Begin EXCERPTED RECORDS
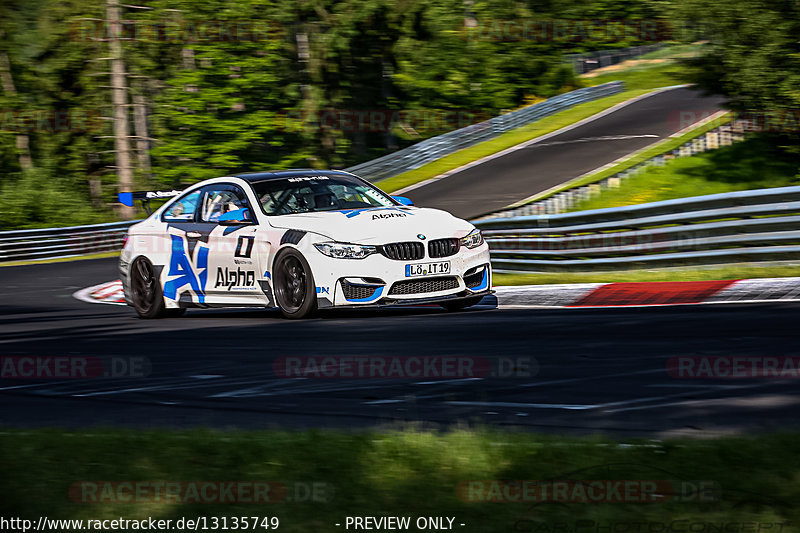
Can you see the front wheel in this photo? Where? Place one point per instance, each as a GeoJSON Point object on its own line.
{"type": "Point", "coordinates": [295, 291]}
{"type": "Point", "coordinates": [146, 294]}
{"type": "Point", "coordinates": [458, 305]}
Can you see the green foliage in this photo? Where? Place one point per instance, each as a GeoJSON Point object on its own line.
{"type": "Point", "coordinates": [228, 104]}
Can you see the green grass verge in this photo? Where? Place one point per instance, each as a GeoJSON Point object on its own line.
{"type": "Point", "coordinates": [732, 271]}
{"type": "Point", "coordinates": [755, 163]}
{"type": "Point", "coordinates": [61, 260]}
{"type": "Point", "coordinates": [410, 473]}
{"type": "Point", "coordinates": [638, 82]}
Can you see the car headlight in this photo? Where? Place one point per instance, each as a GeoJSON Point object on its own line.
{"type": "Point", "coordinates": [345, 251]}
{"type": "Point", "coordinates": [473, 240]}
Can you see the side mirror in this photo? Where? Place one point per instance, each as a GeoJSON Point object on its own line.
{"type": "Point", "coordinates": [403, 200]}
{"type": "Point", "coordinates": [238, 217]}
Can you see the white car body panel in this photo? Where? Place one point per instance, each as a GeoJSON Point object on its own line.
{"type": "Point", "coordinates": [212, 265]}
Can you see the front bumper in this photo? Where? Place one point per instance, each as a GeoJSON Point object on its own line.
{"type": "Point", "coordinates": [378, 281]}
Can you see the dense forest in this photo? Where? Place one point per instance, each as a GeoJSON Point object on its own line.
{"type": "Point", "coordinates": [218, 86]}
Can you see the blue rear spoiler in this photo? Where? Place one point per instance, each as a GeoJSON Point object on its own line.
{"type": "Point", "coordinates": [127, 198]}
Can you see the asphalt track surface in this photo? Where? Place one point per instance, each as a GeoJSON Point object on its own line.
{"type": "Point", "coordinates": [589, 370]}
{"type": "Point", "coordinates": [527, 171]}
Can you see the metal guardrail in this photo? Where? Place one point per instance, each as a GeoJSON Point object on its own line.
{"type": "Point", "coordinates": [56, 243]}
{"type": "Point", "coordinates": [713, 229]}
{"type": "Point", "coordinates": [569, 198]}
{"type": "Point", "coordinates": [436, 147]}
{"type": "Point", "coordinates": [583, 63]}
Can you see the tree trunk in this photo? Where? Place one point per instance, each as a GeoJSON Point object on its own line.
{"type": "Point", "coordinates": [23, 141]}
{"type": "Point", "coordinates": [120, 101]}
End EXCERPTED RECORDS
## REQUIREMENTS
Apart from the pictures, the entries above are to be repeated in full and exactly.

## ANSWER
Can you see the front wheel in this photo? Where? Place one point per instance, each as a GeoJSON Point object on its own line.
{"type": "Point", "coordinates": [295, 291]}
{"type": "Point", "coordinates": [146, 294]}
{"type": "Point", "coordinates": [458, 305]}
Can you see the green foliage in this photo? Where? Place one point per instance, each as a GeoJSON Point object on its own line.
{"type": "Point", "coordinates": [228, 104]}
Can you see the green grass verge in this photo? Where? Place one point per instance, each as a GeoJSON Point object on its own line.
{"type": "Point", "coordinates": [732, 271]}
{"type": "Point", "coordinates": [755, 163]}
{"type": "Point", "coordinates": [61, 260]}
{"type": "Point", "coordinates": [410, 473]}
{"type": "Point", "coordinates": [638, 82]}
Can you see the car headlight in this photo? Where? Place one point per instance, each as a GeoJSON Point object on its own line.
{"type": "Point", "coordinates": [345, 251]}
{"type": "Point", "coordinates": [473, 240]}
Can you see the side mirror in this photo? Where? Place one point per instance, each as a GeoJSON Point object on its own line.
{"type": "Point", "coordinates": [403, 200]}
{"type": "Point", "coordinates": [238, 217]}
Can you see the white car body panel in this photo? Where? Place one point per instance, each as a GeoJSON Point object on its own line.
{"type": "Point", "coordinates": [212, 265]}
Can you see the front bumper in this photo? Where? Place one point per instance, each as a GeoJSON Point object on its own line.
{"type": "Point", "coordinates": [378, 281]}
Can you see the dense forest in this photo? Where? Place one point per instance, each as a GeoJSON Point object on its own line.
{"type": "Point", "coordinates": [218, 86]}
Can you see the blue rear spoiler in this photo? Where? Place one point per instance, each as a GeoJSON Point object on its own line.
{"type": "Point", "coordinates": [127, 198]}
Can you see the asphalt track surface in this photo? Where? Place one point per instance, each as a GeoJSON Point object on its own line.
{"type": "Point", "coordinates": [589, 370]}
{"type": "Point", "coordinates": [527, 171]}
Can you see the metal guardrail in this photo? Where? Place one point per instance, each as a GeoJSON Point object on its own line.
{"type": "Point", "coordinates": [56, 243]}
{"type": "Point", "coordinates": [713, 229]}
{"type": "Point", "coordinates": [569, 198]}
{"type": "Point", "coordinates": [436, 147]}
{"type": "Point", "coordinates": [583, 63]}
Can you see the tree trunk in this photo? Where? Place one point per instance, each as a GeoJSON Point object on its own line.
{"type": "Point", "coordinates": [23, 141]}
{"type": "Point", "coordinates": [120, 101]}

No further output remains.